* begin EXERCISE INPUTS *

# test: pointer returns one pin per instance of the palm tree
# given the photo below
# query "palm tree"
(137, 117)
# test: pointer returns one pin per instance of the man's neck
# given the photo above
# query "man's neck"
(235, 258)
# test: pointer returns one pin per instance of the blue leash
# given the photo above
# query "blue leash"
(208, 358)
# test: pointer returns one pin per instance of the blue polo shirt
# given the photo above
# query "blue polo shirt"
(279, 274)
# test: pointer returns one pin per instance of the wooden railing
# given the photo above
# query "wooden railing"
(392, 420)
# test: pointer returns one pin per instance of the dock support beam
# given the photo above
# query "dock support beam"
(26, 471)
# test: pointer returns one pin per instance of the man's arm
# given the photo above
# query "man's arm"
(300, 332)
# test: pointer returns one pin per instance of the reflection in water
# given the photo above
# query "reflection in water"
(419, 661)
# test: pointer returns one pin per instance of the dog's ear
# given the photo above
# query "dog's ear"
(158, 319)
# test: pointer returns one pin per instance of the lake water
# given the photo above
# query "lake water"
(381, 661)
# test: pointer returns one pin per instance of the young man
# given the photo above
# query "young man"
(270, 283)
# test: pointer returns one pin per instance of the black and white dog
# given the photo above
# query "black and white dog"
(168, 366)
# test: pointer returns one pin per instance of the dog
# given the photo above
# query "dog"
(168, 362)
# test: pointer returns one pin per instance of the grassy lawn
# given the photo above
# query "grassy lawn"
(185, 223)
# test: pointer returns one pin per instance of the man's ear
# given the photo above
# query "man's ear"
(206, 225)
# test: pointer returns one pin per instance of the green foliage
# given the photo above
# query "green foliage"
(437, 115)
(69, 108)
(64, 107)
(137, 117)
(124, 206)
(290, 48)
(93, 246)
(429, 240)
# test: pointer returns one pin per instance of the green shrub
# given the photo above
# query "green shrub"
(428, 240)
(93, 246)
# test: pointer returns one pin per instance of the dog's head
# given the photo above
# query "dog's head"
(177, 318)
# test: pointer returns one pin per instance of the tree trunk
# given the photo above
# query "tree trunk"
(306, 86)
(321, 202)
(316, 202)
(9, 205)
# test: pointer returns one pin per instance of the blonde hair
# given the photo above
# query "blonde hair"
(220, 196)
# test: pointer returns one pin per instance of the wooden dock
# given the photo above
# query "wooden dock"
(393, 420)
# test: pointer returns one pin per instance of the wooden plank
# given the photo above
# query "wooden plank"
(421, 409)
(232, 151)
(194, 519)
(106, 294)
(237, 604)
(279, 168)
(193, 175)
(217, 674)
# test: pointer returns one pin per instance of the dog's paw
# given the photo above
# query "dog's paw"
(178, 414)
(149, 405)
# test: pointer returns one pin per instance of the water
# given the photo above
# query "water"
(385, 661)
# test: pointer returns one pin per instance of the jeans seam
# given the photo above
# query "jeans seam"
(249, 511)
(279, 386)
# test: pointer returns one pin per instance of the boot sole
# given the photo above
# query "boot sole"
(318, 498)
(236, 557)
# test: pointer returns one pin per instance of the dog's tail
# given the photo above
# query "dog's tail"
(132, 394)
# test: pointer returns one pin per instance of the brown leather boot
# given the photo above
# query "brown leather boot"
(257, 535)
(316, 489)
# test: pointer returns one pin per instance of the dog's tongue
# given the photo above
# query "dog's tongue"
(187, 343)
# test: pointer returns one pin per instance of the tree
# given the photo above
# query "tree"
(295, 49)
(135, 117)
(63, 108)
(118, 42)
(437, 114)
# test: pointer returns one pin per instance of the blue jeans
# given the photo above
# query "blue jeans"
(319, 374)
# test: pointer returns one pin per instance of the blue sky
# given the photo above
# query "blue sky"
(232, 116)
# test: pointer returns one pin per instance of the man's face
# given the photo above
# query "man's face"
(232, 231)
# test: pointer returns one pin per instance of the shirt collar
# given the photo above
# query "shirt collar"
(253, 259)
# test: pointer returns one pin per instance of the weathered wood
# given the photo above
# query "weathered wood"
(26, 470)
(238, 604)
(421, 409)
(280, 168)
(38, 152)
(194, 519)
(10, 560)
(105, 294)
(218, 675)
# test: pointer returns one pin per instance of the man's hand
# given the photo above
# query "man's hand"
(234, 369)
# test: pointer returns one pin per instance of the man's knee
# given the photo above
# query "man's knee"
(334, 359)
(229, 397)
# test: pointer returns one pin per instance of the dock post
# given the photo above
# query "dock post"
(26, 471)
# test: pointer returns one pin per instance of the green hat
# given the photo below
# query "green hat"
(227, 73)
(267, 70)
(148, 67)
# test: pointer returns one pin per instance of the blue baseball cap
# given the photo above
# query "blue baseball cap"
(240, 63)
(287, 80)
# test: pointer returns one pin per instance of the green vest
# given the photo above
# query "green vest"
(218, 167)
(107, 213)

* end EXERCISE INPUTS *

GIVEN TASK: Exact copies of all the records are required.

TASK OUTPUT:
# test: pointer returns one pin per instance of the palm tree
# given the photo below
# query "palm tree"
(137, 117)
# test: pointer returns one pin per instance of the man's neck
# given the photo above
# query "man's neck"
(235, 258)
# test: pointer returns one pin per instance of the blue leash
# given the photo above
# query "blue leash"
(208, 358)
# test: pointer returns one pin per instance of the blue polo shirt
# given the photo above
# query "blue polo shirt"
(279, 274)
# test: pointer returns one pin per instance of the wooden railing
# given the photo above
# query "wooden railing"
(392, 420)
# test: pointer returns one pin per instance of the dock support beam
# given the photo above
# query "dock support beam"
(26, 471)
# test: pointer returns one pin per instance of the man's arm
# given the photo above
# query "man's arm"
(300, 332)
# test: pointer returns one pin per instance of the reflection in water
# given the photo above
# query "reflection in water"
(419, 661)
# test: pointer returns one pin per instance of the dog's ear
# given the photo above
# query "dog's ear"
(158, 319)
# test: pointer returns one pin per instance of the lake water
# given the photo above
# query "lake water"
(381, 661)
# test: pointer returns one pin per instance of the young man
# given the photo above
# query "young man"
(270, 283)
# test: pointer returns one pin per instance of the black and white dog
# given the photo above
# query "black and white dog"
(168, 366)
# test: pointer returns one pin per instance of the dog
# given the photo above
# query "dog"
(168, 362)
# test: pointer returns one pin per instance of the grassy lawn
# given the photo above
# query "grassy lawn"
(185, 223)
# test: pointer returns one pin per instance of the man's ear
# given the photo above
# query "man's ear"
(206, 225)
# test: pointer returns one pin per instance of the green foliage
# given the photo above
# query "green foliage"
(437, 115)
(69, 108)
(64, 107)
(137, 117)
(124, 206)
(290, 48)
(93, 246)
(429, 240)
# test: pointer returns one pin per instance of the green shrub
# given the photo above
# query "green shrub"
(428, 240)
(93, 246)
# test: pointer returns one pin per instance of the dog's head
# given the photo above
# query "dog's head"
(177, 318)
# test: pointer returns one pin per instance of the tree trunk
# given the photo above
# query "tree trunk"
(306, 86)
(321, 202)
(316, 202)
(9, 205)
# test: pointer returns one pin per instance of the blonde hair
# given the photo above
# query "blonde hair"
(220, 196)
# test: pointer returns one pin per instance of the wooden dock
# given the photo above
# query "wooden dock"
(393, 420)
# test: pointer returns one pin per instance of the wooden plank
# given the photo above
# query "wooden plank"
(421, 409)
(232, 151)
(194, 519)
(106, 294)
(237, 604)
(279, 168)
(193, 175)
(217, 674)
# test: pointer returns one pin per instance of the dog's paw
# given the photo above
# query "dog's paw"
(178, 414)
(149, 405)
# test: pointer returns one pin per instance of the water
# given the photo above
# query "water"
(385, 661)
# test: pointer returns one pin per instance of the jeans seam
# given the photo above
# query "jeans seam"
(249, 511)
(279, 386)
# test: pointer returns one pin per instance of the boot sole
# given the photo above
# query "boot sole"
(318, 498)
(236, 557)
# test: pointer returns one pin per instance of the dog's tail
# given the photo above
# query "dog's tail"
(132, 394)
# test: pointer returns one pin per instance of the brown leather boot
# given the photo above
# query "brown leather boot"
(257, 535)
(316, 489)
# test: pointer returns one pin per instance of the dog's tongue
# given the photo above
# query "dog's tongue"
(187, 343)
# test: pointer returns one pin per instance of the tree
# given the photo above
# query "tree"
(295, 49)
(135, 117)
(63, 108)
(118, 42)
(437, 114)
# test: pointer returns one pin per instance of the blue jeans
# given the photo above
# query "blue jeans"
(319, 374)
# test: pointer returns one pin per instance of the blue sky
# given the photo above
# query "blue sky"
(232, 116)
# test: pointer returns one pin per instance of the man's face
# given the photo above
# query "man's face"
(232, 231)
# test: pointer returns one pin per instance of the shirt collar
# given the photo above
# query "shirt collar"
(253, 259)
# test: pointer returns one pin per instance of the weathered wood
# given the photo above
# query "weathered wood"
(26, 470)
(238, 604)
(421, 409)
(280, 168)
(38, 152)
(194, 519)
(10, 560)
(105, 294)
(218, 675)
# test: pointer returns one pin per instance of the man's hand
# given the photo above
# query "man's hand"
(234, 369)
# test: pointer returns one pin per instance of the man's knee
# given the photo above
# query "man's knee"
(334, 359)
(229, 397)
# test: pointer returns one pin per instance of the dock post
# given the photo above
# query "dock post"
(26, 471)
# test: pointer returns one pin per instance of the green hat
# given the photo below
# query "green hat"
(227, 73)
(267, 70)
(148, 67)
# test: pointer returns one pin per instance of the blue baseball cap
# given the photo above
# query "blue baseball cap"
(240, 63)
(287, 80)
# test: pointer returns one pin per instance of the green vest
# given the photo above
# query "green vest"
(218, 167)
(107, 213)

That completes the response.